Records from a data source:

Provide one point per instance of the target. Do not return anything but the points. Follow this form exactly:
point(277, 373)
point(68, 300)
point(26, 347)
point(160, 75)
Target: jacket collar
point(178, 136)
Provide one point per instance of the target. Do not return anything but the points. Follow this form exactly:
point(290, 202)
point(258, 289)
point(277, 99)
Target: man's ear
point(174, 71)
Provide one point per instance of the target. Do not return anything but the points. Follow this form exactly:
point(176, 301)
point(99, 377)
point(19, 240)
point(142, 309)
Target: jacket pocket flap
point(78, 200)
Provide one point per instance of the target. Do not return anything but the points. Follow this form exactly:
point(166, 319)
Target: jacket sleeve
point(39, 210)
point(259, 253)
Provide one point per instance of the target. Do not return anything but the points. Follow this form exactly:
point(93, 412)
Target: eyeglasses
...
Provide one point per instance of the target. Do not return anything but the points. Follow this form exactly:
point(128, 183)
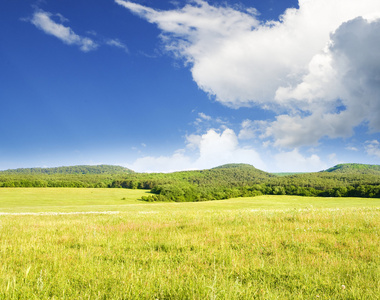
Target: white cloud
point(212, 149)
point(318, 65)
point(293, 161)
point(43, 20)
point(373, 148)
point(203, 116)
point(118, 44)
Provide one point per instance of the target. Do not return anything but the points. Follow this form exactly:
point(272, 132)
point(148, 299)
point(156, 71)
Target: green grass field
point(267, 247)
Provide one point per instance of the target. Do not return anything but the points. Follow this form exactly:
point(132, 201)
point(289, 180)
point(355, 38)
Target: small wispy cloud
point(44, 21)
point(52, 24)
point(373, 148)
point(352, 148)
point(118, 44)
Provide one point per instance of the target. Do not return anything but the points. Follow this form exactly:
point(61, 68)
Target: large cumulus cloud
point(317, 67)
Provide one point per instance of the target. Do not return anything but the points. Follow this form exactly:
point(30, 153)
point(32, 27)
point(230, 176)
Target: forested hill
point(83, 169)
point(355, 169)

### EXERCISE REQUIREMENTS
Identify every line in the records above that contains the word "jacket", and copy each of those lines. Case counts.

### SOLUTION TO THIS PROBLEM
Target: jacket collar
Target: jacket pocket flap
Target: jacket sleeve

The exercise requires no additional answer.